EXERCISE:
Which lines in the rows below contain the word "reflective"? Gather each of them, treating uppercase and lowercase as different.

RAW RECORDS:
━━━

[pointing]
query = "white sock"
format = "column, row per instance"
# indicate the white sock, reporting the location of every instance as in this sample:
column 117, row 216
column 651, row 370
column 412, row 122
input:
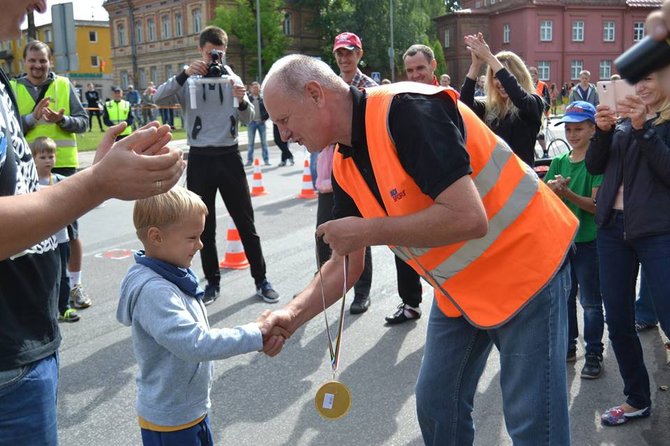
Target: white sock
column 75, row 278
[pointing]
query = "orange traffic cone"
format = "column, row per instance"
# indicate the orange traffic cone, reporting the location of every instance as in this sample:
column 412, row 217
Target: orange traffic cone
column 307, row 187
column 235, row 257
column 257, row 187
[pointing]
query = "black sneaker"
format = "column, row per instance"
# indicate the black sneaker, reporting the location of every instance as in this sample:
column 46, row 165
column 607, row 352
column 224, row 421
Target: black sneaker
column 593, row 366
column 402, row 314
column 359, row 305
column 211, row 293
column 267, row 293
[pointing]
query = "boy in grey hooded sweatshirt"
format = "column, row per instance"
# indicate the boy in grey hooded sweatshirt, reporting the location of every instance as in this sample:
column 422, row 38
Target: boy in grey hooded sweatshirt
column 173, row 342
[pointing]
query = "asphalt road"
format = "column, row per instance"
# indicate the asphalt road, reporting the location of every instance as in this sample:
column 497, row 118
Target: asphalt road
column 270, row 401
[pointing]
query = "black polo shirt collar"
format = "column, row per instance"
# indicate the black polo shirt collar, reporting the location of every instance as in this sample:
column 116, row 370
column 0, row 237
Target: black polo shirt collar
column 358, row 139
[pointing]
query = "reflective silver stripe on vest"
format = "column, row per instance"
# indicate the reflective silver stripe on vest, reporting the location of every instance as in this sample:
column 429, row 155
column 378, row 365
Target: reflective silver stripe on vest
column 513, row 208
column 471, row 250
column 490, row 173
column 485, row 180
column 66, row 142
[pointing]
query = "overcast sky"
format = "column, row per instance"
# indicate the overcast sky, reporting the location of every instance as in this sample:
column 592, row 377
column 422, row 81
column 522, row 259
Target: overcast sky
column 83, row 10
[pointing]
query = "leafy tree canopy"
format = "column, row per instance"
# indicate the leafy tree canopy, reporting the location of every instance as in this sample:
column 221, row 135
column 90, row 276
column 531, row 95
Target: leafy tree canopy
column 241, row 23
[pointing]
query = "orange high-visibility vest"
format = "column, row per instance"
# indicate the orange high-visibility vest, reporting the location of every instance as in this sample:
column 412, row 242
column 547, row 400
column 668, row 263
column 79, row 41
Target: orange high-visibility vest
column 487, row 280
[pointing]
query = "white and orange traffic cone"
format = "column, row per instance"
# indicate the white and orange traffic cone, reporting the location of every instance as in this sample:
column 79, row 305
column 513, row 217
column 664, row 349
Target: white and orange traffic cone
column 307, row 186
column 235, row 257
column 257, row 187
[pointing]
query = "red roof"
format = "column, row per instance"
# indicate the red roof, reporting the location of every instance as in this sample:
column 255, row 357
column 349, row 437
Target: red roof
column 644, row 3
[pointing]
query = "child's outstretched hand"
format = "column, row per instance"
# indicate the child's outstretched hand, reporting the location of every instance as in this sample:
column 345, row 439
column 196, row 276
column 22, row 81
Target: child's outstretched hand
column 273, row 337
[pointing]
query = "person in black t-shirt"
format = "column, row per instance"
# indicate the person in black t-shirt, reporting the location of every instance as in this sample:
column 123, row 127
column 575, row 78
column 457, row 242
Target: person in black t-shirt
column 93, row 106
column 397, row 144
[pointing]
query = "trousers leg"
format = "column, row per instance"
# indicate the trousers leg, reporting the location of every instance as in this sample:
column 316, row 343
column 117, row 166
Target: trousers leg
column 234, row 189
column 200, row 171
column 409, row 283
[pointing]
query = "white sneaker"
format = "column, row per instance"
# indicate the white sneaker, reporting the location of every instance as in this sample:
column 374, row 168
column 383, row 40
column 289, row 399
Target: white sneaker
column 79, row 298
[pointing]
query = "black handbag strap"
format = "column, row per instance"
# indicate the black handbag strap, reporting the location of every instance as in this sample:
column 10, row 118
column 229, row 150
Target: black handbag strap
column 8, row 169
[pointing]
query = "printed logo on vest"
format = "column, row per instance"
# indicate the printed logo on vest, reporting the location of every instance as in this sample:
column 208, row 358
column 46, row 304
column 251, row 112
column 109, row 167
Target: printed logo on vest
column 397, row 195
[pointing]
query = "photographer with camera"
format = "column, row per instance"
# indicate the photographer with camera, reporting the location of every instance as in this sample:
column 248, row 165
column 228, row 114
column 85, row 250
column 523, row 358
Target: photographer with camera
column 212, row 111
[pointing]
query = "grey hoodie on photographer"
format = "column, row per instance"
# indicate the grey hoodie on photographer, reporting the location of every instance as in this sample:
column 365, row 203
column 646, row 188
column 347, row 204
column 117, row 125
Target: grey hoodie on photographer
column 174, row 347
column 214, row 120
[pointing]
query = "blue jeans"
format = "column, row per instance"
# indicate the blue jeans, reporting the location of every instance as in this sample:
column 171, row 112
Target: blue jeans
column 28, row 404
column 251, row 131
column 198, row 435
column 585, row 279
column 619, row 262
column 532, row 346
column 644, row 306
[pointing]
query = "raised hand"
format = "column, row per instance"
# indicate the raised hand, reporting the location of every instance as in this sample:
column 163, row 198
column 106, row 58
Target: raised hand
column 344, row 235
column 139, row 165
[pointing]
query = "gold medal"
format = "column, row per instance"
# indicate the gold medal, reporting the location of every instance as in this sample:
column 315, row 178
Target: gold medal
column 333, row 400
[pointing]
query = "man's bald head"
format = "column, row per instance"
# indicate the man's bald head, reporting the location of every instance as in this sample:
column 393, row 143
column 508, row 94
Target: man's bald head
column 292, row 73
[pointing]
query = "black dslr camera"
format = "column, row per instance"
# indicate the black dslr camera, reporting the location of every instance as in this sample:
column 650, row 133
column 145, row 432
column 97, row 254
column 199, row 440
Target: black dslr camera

━━━

RESPONSE:
query = "reflective silver stripe on vest"
# indicate the reflective silver stripe on vest, reporting the location of every instance as in this sample:
Target: reflective silver stripe on vest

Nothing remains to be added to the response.